*Вопросы по материалу*.
**a.** Установите, согласуется ли каждое из утверждений ниже с обсуждением рассказа о Шауле и Сони. Для каждого ответьте «да» или «нет» и приведите дословно решающие слова текста.
(i) Автор отзыва под именем apropos надеется, что бежать удастся как Сони, так и Шаулу.
(ii) В предложении о попытке Шаула разглядеть что-нибудь в окошко носилок предлагается добавить запятую.
(iii) На слова «Чем сердце успокоится» дан ответ, что до успокоения уже недалеко.
**b.** Продолжите обсуждение рассказа о Шауле и Сони, начиная с фразы, следующей за его последним предложением.

*Изучаемый текст*.
Юлия: Хелга Хелга пишет: Сони подозрительно мудр и рассудителен для своего юного возраста И этот сомнителен Хелга пишет: Чем сердце успокоится До успокоения пока далековато... Чудище сочинение обло, озорно, огромно - разве что не лаяй...

apropos: Юлия Надеюсь, Сони удастся бежать, и Шаулу тоже. Немного запуталась в переживаниях Шаула: если для пробуждения принцессы имеется условие, что не только принц должен полюбить ее, но и она - его, то властитель гарема в любом случае такого испытания не выдержит (ни со своей, ни с ее стороны). Так что в этой ситуации Шаулу скорее надо беспокоиться о том, как выбраться из переделки целым, невредимым и желательно живым. Чуток тапков набралось:сон ли, в который она попала, был наполненной безысходной грустью Сон - наполнен. Она была жестоко разочарованна в принце. Одно "н" - ? Галера Юсуф-паши вошла в гавань порта, ловко выруливая между другими судами к причалу, где суетились(,) словно трудолюбивые муравьи(,) грузчики, одетые в жилетки прямо на голое тело, короткие шаровары, открывающие загорелые сухие щиколотки, и небольшие шапочки, чудом удерживаемые на их макушках. Как мне кажется, запятые здесь не помешают, ну и - шапочки (чудом) удерживаемые как-то смутили. М.быть - шапочки, (чудом) удерживающиеся - ? Напрасно Шаул пытался увидеть, что-нибудь в небольшое окошко носилок Лишняя запятая. Когда они, повернули и въехали в воротную арку, Лишняя запятая. кованные частые решетки из витых прутов С одним "н" кованые здесь, нет? Умывшись и подкрепились высушенными фруктами с хлебными лепешками, они улеглись спать, устроившись прямо на покрытом ковром полу. Как-то сложновато выстроено предложение. М.быть - Они умылись и подкрепились (...), а затем улеглись спать (...). Но тебе рисковать своей жизнь(ю) для встречи с ним не стоит. Буква пропущена. Что ждет она, к чему стремиться ее измученная душа? Лишний мягкий знак.

*Набор данных*.
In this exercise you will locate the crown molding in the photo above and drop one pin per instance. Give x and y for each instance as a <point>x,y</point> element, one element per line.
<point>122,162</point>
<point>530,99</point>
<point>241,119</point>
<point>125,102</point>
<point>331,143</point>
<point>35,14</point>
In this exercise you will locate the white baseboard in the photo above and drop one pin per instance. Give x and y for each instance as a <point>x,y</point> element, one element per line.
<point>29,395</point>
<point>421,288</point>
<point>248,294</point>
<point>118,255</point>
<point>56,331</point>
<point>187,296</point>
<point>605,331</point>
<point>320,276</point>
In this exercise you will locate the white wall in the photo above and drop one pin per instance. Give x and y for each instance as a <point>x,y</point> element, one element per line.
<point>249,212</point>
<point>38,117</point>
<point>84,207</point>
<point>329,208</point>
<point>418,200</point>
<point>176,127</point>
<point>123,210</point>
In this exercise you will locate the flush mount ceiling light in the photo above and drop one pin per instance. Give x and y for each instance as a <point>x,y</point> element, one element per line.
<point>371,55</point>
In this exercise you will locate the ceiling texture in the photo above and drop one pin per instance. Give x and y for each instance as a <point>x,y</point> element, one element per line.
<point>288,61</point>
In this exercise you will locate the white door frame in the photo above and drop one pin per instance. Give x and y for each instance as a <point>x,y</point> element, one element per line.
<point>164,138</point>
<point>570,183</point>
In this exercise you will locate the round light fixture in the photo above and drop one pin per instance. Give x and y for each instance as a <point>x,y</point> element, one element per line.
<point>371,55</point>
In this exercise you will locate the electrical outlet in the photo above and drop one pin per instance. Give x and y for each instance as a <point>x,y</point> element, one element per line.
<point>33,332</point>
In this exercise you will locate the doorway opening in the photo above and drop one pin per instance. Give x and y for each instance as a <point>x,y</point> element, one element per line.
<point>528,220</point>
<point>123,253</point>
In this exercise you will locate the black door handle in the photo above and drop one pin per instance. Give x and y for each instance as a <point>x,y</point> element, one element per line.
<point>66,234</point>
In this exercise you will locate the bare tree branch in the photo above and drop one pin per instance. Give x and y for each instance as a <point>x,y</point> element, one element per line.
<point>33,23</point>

---

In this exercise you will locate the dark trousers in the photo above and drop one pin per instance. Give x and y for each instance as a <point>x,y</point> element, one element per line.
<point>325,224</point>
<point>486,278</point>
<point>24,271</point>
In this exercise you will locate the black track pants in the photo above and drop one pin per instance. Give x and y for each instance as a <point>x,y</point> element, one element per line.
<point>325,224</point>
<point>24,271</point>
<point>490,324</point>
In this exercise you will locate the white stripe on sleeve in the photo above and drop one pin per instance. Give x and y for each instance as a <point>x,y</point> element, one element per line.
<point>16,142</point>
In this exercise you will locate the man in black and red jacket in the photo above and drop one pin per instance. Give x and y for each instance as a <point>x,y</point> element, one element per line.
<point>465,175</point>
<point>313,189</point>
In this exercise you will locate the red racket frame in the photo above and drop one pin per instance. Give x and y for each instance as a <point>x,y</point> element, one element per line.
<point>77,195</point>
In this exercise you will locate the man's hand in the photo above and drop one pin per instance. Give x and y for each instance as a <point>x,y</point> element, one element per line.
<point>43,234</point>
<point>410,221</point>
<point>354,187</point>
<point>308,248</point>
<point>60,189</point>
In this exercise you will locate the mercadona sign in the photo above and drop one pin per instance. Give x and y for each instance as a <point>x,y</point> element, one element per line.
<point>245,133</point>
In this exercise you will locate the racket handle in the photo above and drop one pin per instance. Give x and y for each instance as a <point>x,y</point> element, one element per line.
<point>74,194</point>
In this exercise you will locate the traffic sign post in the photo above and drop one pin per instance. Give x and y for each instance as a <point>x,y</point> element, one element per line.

*Ответы к заданиям*.
**a.**
(i) Да: «Надеюсь, Сони удастся бежать, и Шаулу тоже.»
(ii) Нет: «Напрасно Шаул пытался увидеть, что-нибудь в небольшое окошко носилок Лишняя запятая.»
(iii) Нет: «До успокоения пока далековато...»

**b.**
Хелга: Философствуют, однако! Вечная проблема добра и зла. Визирь определенно нравится, умник такой циничный. Немного тапочков: Юлия пишет: Визирь принца без обиняков заявил, что миссия Шаула чревата жестокой расправой безумного принца. Что-то смущает в этом предложении. Или нет? Юлия пишет: Прикрыв глаза, она вызывала в памяти строки письма, обращенные к ней Шаулом. Может, строки письма Шаула, обращенные к ней? Юлия пишет: Шаул не знал, чем объяснить внезапное охлаждение, теряясь в догадках всевозможных предположений, Не знаю, что-то засомневалась - догадки и предположения не одно и то же? Теряясь во всевозможных догадках? Юлия пишет: Вот тот совсем бешенный. бешеный Юлия пишет: Как забылся настолько, что решил себя вправе распоряжаться судьбой Элизы?! решил, что вправе распоряжаться Юлия пишет: В то время как он чуть было не лишил шанса на жизнь сотни людей вместе с той, которой называл своей любимой. которую Юлия пишет: Напрасно Шаул пытался увидеть, что-нибудь в небольшое окошко носилок Лишняя зпт Юлия пишет: Когда они, повернули и въехали в воротную арку Лишняя зпт Юлия пишет: Умывшись и подкрепились высушенными фруктами с хлебными лепешками, и подкрепившись Юлия пишет: Но тебе рисковать своей жизнь для встречи с ним Но тебе рисковать жизнью ради встречи с ним Юлия, а если выкладывать отрывки поменьше объемом? Я к тому, что читать будем быстрее и тапки легче собрать, ежели что.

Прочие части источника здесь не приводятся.